• **Some records**
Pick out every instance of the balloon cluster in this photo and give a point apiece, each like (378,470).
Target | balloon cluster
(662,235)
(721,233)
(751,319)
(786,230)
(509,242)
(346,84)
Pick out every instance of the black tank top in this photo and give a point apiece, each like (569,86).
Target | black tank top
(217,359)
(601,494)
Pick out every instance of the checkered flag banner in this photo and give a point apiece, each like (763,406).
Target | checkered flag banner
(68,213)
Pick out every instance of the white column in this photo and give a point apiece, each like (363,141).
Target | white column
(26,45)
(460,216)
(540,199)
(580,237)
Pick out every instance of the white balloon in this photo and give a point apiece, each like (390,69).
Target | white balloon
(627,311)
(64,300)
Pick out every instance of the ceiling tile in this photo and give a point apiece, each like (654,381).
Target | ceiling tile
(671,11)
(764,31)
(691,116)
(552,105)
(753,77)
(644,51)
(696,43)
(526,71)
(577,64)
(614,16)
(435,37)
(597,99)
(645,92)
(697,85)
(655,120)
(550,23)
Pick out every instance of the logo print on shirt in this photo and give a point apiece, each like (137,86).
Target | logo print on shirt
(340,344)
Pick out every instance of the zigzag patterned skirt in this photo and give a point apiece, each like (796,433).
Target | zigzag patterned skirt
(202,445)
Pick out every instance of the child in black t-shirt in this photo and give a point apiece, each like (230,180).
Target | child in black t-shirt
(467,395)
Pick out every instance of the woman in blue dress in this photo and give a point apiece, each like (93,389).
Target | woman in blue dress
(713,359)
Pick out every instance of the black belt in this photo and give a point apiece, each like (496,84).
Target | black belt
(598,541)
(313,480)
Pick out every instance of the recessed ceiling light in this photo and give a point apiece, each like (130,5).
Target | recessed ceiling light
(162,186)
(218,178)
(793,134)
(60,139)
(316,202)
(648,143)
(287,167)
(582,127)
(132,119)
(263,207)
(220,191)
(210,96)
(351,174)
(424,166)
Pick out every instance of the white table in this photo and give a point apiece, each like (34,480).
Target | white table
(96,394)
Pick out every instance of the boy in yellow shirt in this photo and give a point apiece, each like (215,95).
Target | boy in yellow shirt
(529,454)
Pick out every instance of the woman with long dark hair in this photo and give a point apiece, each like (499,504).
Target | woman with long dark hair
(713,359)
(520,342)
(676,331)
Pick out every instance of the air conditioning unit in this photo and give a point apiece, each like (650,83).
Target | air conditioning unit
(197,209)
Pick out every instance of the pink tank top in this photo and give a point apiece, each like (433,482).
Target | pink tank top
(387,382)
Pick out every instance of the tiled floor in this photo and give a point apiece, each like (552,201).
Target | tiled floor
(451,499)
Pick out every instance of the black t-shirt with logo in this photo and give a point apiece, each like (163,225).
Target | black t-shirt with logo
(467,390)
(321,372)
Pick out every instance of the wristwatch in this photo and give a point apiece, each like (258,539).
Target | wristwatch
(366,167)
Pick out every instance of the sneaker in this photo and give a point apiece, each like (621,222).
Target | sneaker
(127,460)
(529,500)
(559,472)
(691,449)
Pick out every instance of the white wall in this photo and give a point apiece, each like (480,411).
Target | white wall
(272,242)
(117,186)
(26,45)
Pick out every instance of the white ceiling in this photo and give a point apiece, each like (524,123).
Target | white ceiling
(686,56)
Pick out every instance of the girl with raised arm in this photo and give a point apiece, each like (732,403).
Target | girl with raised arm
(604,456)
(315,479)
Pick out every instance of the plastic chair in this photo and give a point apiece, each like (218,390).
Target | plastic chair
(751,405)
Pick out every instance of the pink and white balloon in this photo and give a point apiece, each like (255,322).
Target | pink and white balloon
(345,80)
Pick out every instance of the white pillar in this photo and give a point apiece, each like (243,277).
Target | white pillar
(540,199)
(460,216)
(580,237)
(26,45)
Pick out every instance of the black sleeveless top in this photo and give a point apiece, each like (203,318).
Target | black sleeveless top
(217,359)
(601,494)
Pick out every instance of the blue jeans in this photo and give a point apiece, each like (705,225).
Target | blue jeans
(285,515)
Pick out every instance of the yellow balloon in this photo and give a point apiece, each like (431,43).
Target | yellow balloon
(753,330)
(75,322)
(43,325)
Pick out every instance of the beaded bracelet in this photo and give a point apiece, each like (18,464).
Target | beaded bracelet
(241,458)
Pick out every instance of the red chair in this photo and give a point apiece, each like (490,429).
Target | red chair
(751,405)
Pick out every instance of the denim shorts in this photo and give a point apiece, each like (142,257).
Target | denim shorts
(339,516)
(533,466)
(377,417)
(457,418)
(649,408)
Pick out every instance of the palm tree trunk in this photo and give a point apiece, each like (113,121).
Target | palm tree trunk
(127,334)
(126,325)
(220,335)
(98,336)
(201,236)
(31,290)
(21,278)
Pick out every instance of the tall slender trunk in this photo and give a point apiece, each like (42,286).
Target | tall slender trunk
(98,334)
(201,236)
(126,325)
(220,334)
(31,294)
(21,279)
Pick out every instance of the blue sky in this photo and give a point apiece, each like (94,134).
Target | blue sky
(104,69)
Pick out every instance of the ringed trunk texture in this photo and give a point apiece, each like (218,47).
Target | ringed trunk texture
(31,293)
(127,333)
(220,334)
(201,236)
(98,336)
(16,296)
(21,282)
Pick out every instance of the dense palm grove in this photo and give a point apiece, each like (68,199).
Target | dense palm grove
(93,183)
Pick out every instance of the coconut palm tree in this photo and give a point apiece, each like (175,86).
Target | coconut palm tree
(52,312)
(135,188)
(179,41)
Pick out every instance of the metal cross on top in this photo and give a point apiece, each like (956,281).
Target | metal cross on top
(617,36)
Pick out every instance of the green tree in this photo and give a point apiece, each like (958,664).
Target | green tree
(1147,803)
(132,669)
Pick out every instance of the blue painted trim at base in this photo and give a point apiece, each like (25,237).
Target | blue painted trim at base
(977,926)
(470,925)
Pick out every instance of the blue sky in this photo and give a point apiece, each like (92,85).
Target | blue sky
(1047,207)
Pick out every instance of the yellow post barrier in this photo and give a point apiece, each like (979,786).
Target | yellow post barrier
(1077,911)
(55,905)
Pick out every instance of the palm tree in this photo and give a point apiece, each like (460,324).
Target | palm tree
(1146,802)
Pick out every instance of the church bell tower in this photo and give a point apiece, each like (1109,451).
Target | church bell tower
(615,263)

• **DIRECTIVE**
Return all of the lines above unchanged, with every character kept as it is.

• **EXPECTED OUTPUT**
Pick out every instance of the balloon cluster in this photo and give a point apiece, each like (378,470).
Target | balloon cluster
(662,235)
(721,233)
(751,319)
(786,230)
(509,242)
(346,84)
Pick out every instance of the black tank top in this photo and give a point apiece, each like (569,86).
Target | black tank top
(217,359)
(601,494)
Pick out every instance of the checkered flag banner in this photo and give a point apiece, each like (763,406).
Target | checkered flag banner
(68,213)
Pick out every instance of the white column in this photo and give a point apiece, each like (363,141).
Target | white column
(26,45)
(460,216)
(540,199)
(580,237)
Pick out every instance of the white balloon in this photo and give a point apiece, each like (390,69).
Target | white balloon
(627,311)
(64,300)
Pick out every instance of the ceiling tile in this photo and give a point apiece, each like (654,381).
Target | ceiling tile
(671,11)
(764,31)
(691,116)
(552,105)
(753,77)
(644,51)
(696,43)
(526,71)
(577,64)
(614,16)
(435,37)
(597,99)
(645,92)
(697,85)
(655,120)
(550,23)
Pick out every instance of the logo print on shirt in this photo and give a point apiece, each like (137,86).
Target | logo print on shirt
(340,344)
Pick out every instance of the zigzag patterned skirt in this photo and give a point apiece, each like (796,433).
Target | zigzag patterned skirt
(202,445)
Pick out every instance of the child in black t-shirt in this photo and give a point apiece, each like (230,180).
Target | child in black t-shirt
(467,395)
Pick out every instance of the woman in blue dress in this photo and give a point apiece, each like (93,389).
Target | woman in blue dress
(713,359)
Pick out every instance of the black belt in this photo and give a point apiece, each like (496,84).
Target | black belt
(598,541)
(313,480)
Pick out every instance of the recessed ceiling light in this photo and give a point apiece, each like (130,5).
Target | recessed ceiling light
(162,186)
(218,178)
(793,134)
(60,139)
(316,202)
(648,143)
(287,167)
(582,127)
(132,119)
(263,207)
(220,191)
(210,96)
(351,174)
(424,166)
Pick out every instance of the white table in this photo and give a point apiece, each like (34,480).
Target | white table
(96,394)
Pick out every instance of the boy in yellow shirt in this photo and give a point apiece, each like (215,95).
Target | boy in yellow shirt
(529,454)
Pick out every instance of the woman with long dark hair in this photo and give a point apiece, each like (499,504).
Target | woman with long dark hair
(713,359)
(520,342)
(676,331)
Pick out every instance of the air conditioning unit in this photo and give a point apiece, each like (650,83).
Target | air conditioning unit
(197,209)
Pick out every instance of the pink tank top in this photo and give a point apiece, each like (433,482).
Target | pink tank top
(387,382)
Pick out every instance of the tiled floor in this photo and give a point apiece, each like (552,201).
Target | tiled floor
(451,499)
Pick out every instance of the black t-shirt with logo in this photo and give a point apiece, each like (163,225).
Target | black t-shirt with logo
(467,390)
(321,372)
Pick out every instance of the wristwatch in this photo and give a point apiece, each like (258,539).
Target | wristwatch
(366,167)
Pick out every instance of the sneaker in this photo and give a point apiece, each like (621,222).
Target | sneaker
(127,460)
(529,500)
(559,472)
(691,449)
Pick out every instance of the white wall in this photo and give a point apiece, each like (480,411).
Target | white wall
(272,242)
(117,186)
(26,45)
Pick out every instance of the white ceiling in this photo and give a point apiece, each like (524,123).
Target | white ceiling
(686,56)
Pick out every instance of the girl with raised arm in this photo and give a point apiece, each like (732,403).
Target | girl with raised arm
(604,456)
(315,479)
Pick out every instance of the plastic chair in this photo and give a point apiece, each like (218,390).
Target | plastic chair
(751,405)
Pick out every instance of the pink and white balloon in this photo and give a point apiece, each like (255,322).
Target | pink and white balloon
(345,80)
Pick out every instance of the white pillar in this photo and give a point apiece, each like (243,277).
Target | white pillar
(540,199)
(460,216)
(580,237)
(26,45)
Pick out every instance of the black sleeveless top in this photo and give a point apiece, each like (203,318).
Target | black sleeveless top
(217,359)
(601,494)
Pick out every instance of the blue jeans in this photo and give a point apiece, each like (705,225).
Target | blue jeans
(285,515)
Pick out every instance of the yellow balloon in this photo and give a point apiece, each like (431,43).
Target | yellow balloon
(753,330)
(75,322)
(43,325)
Pick out every instance of the beaded bracelet in this photo and give a point apiece, each like (18,464).
Target | beaded bracelet
(241,458)
Pick out every instance of the red chair in this photo and give a point apiece, each like (490,429).
Target | red chair
(751,405)
Pick out every instance of the denim shorts in this photo and give a point apiece, each like (142,257).
Target | denim shorts
(339,516)
(533,466)
(377,417)
(457,418)
(649,408)
Pick out every instance of the palm tree trunk in this photo and give a point apiece, each like (113,121).
Target | palm tree trunk
(127,334)
(126,325)
(220,335)
(98,336)
(201,236)
(31,290)
(21,278)
Pick out every instance of the tall slender trunk in this photo and give a point apiece, each like (42,286).
Target | tall slender trunk
(98,334)
(201,236)
(126,325)
(220,334)
(31,294)
(21,279)
Pick out every instance of the blue sky in this photo and give a point apiece, each like (94,134).
Target | blue sky
(104,69)
Pick out every instance of the ringed trunk texture in this photo and give a point apiece, each like (218,47).
Target | ringed trunk texture
(31,293)
(127,333)
(220,334)
(201,236)
(98,336)
(16,296)
(21,282)
Pick out every instance of the dense palm grove in this photo and give a point apiece, each like (68,199).
Target | dense palm grove
(93,183)
Pick out every instance of the coconut palm tree in this photo and give a point apiece, each like (175,86).
Target | coconut palm tree
(52,312)
(135,188)
(179,41)
Pick out every instance of the metal cross on top in this photo and give a point apiece, each like (956,281).
Target | metal cross on top
(617,36)
Pick out every instance of the green tree in this photo and give a point apiece, each like (958,664).
Target | green tree
(1147,803)
(132,669)
Pick out every instance of the blue painted trim at base in this photo and give a point apiece, each like (25,237).
Target | blue painted trim at base
(977,926)
(470,925)
Pick out every instance of the blue sky in this photo and give a point apiece, each like (92,85).
Target | blue sky
(1047,207)
Pick out every instance of the yellow post barrier in this photo and give a point apiece, each like (979,786).
Target | yellow post barrier
(1077,911)
(55,905)
Pick out every instance of the palm tree in this photo and give a point apiece, each like (460,324).
Target | palm tree
(1146,802)
Pick out every instance of the church bell tower in this photo and give a point apiece, each like (1109,451).
Target | church bell tower
(615,263)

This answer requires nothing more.